# [Tarefas escritas]
(1) Redimensione os registros do início deles até a linha com "250], [289, 298]]", inclusive, reproduzindo todas essas linhas, pedidos incluídos, com cada coordenada de vértice dos polígonos nas respostas multiplicada por 1,3 e arredondada para inteiro, metades para cima. Deixe as imagens fora da resposta.
(2) Continue a reportagem sobre a maestrina Hugueta Sendacz a partir da última frase apresentada.

::: Trecho da fonte :::

Topo

'Espero continuar enquanto der': maestrina de 95 anos conduz coral em SP

Hugueta Sendacz, 95 anos, rege coral na Casa do Povo, em São Paulo - Fernando Moraes/UOL
Hugueta Sendacz, 95 anos, rege coral na Casa do Povo, em São Paulo
Imagem: Fernando Moraes/UOL

Fábio Zuker

Colaboração para o TAB, de São Paulo

23/04/2022 04h01

Com dedo em riste e sobrancelhas arqueadas, a maestrina Hugueta Sendacz, 95, explicava ao público a origem do hino dos partisans, a resistência judaica ao nazismo. Sua fala, seguida de uma apresentação do coral que rege, foi o momento áureo das celebrações do Levante do Gueto de Varsóvia que acontecem todo ano na Casa do Povo, no centro de São Paulo. A festa aconteceu na última terça-feira (19).

::: Dados fornecidos :::

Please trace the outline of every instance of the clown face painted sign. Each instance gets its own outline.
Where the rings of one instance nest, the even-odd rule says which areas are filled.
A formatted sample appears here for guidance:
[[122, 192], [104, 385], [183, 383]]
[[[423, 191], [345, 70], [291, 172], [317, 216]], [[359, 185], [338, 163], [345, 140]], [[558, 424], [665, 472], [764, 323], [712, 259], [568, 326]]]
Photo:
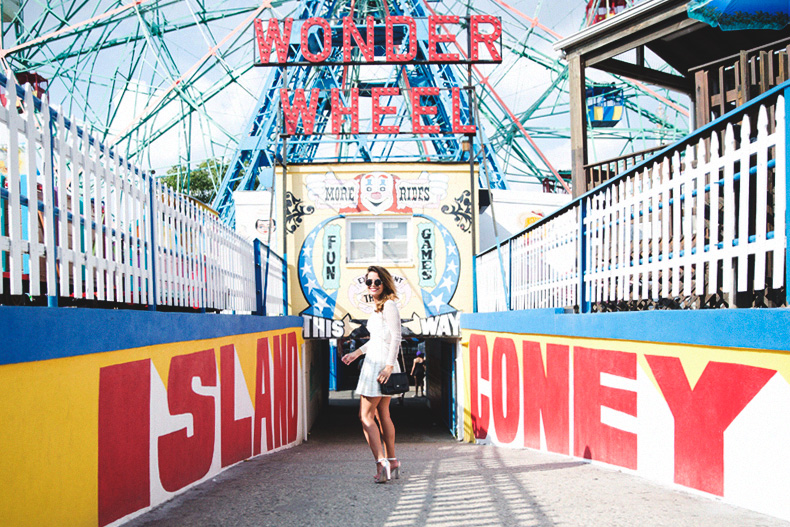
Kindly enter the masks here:
[[305, 338], [347, 336], [373, 312], [370, 265], [393, 276], [407, 333], [460, 336], [471, 311], [476, 192], [468, 165], [289, 166], [285, 250], [289, 298]]

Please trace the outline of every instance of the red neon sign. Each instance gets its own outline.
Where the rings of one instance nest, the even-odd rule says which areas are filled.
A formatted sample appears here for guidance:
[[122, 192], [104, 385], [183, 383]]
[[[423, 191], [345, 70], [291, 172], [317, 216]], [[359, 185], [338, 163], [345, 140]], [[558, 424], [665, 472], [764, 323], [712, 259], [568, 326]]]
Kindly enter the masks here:
[[[502, 21], [490, 15], [387, 16], [378, 23], [367, 17], [358, 24], [344, 17], [339, 24], [324, 18], [307, 20], [286, 18], [256, 19], [257, 66], [364, 65], [364, 64], [499, 64], [502, 62]], [[282, 22], [282, 25], [281, 25]], [[299, 27], [299, 51], [292, 42], [294, 25]], [[419, 42], [426, 41], [427, 56]], [[337, 44], [335, 44], [337, 42]], [[439, 45], [459, 44], [458, 53], [437, 49]], [[294, 47], [291, 48], [290, 46]], [[276, 60], [272, 60], [272, 47]], [[356, 53], [355, 53], [356, 51]]]
[[[448, 93], [449, 92], [449, 93]], [[423, 124], [423, 116], [437, 115], [439, 113], [436, 104], [437, 99], [441, 98], [442, 93], [452, 100], [452, 124], [443, 130], [438, 124]], [[341, 98], [342, 95], [342, 98]], [[461, 110], [461, 89], [460, 88], [437, 88], [435, 86], [417, 87], [411, 89], [401, 89], [395, 87], [374, 87], [371, 88], [363, 97], [370, 99], [371, 129], [360, 130], [359, 99], [362, 94], [359, 88], [352, 88], [348, 91], [341, 91], [338, 88], [331, 90], [319, 90], [313, 88], [309, 94], [304, 88], [295, 90], [280, 89], [280, 100], [282, 101], [284, 135], [312, 135], [315, 130], [315, 120], [318, 108], [322, 101], [328, 102], [332, 114], [332, 133], [342, 135], [351, 134], [474, 134], [477, 126], [474, 122], [462, 122], [471, 119], [469, 112]], [[426, 100], [431, 97], [433, 100]], [[397, 124], [396, 119], [391, 119], [391, 124], [387, 124], [387, 116], [395, 117], [399, 109], [404, 104], [411, 106], [411, 129], [406, 126], [402, 129]], [[299, 123], [301, 122], [301, 127]], [[351, 129], [343, 131], [343, 124], [351, 123]], [[407, 121], [408, 123], [408, 121]]]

:::

# [Respostas das tarefas]
(1)
Please trace the outline of every instance of the clown face painted sign. Each instance gets its own outline.
Where the rings of one instance nest, the even-odd rule says which areas are filled.
A formatted sample appears here for guidance:
[[122, 192], [104, 385], [183, 383]]
[[[423, 191], [345, 70], [291, 172], [317, 216]], [[359, 185], [338, 163], [345, 140]], [[558, 424], [665, 472], [764, 323], [712, 259], [568, 326]]]
Photo:
Kindly enter the masks here:
[[397, 439], [451, 437], [485, 406], [481, 345], [511, 359], [529, 433], [598, 437], [612, 404], [619, 250], [608, 215], [376, 216], [371, 325], [376, 387]]

(2)
De vestido e meia-calça pretos, Hugueta encolhia o corpo conforme a música ficava mais lenta e baixa. Depois, crescia para os lados e para cima, quando o cântico ganhava ritmo. Foi ela quem comandou a noite, ora entoando um discurso — fazendo muitos na plateia lacrimejarem —, ora transmitindo ternura e leveza ao conduzir o coro de 11 vozes cantando em iídiche.

"Nunca digas que esta é a sua última caminhada", traduziu Hugueta. Ela contou para cerca de 200 pessoas que o hino fora composto por Hirsch Glick, jovem poeta lituano. Glick o compôs entre campos de concentração e o gueto de Vilna, para onde eram levados os judeus antes de serem conduzidos aos campos de concentração.

"O compositor pegou o espírito da luta, da dignidade. De lutar com armas das mãos", afirmara a maestrina dias antes, em entrevista ao TAB.

A sonoridade do hino regido por Hugueta é estranha aos ouvidos brasileiros. A língua iídiche, hoje restrita a comunidades judaicas ultraortodoxas, sobrepõe traços do alemão, do hebraico e de línguas eslavas.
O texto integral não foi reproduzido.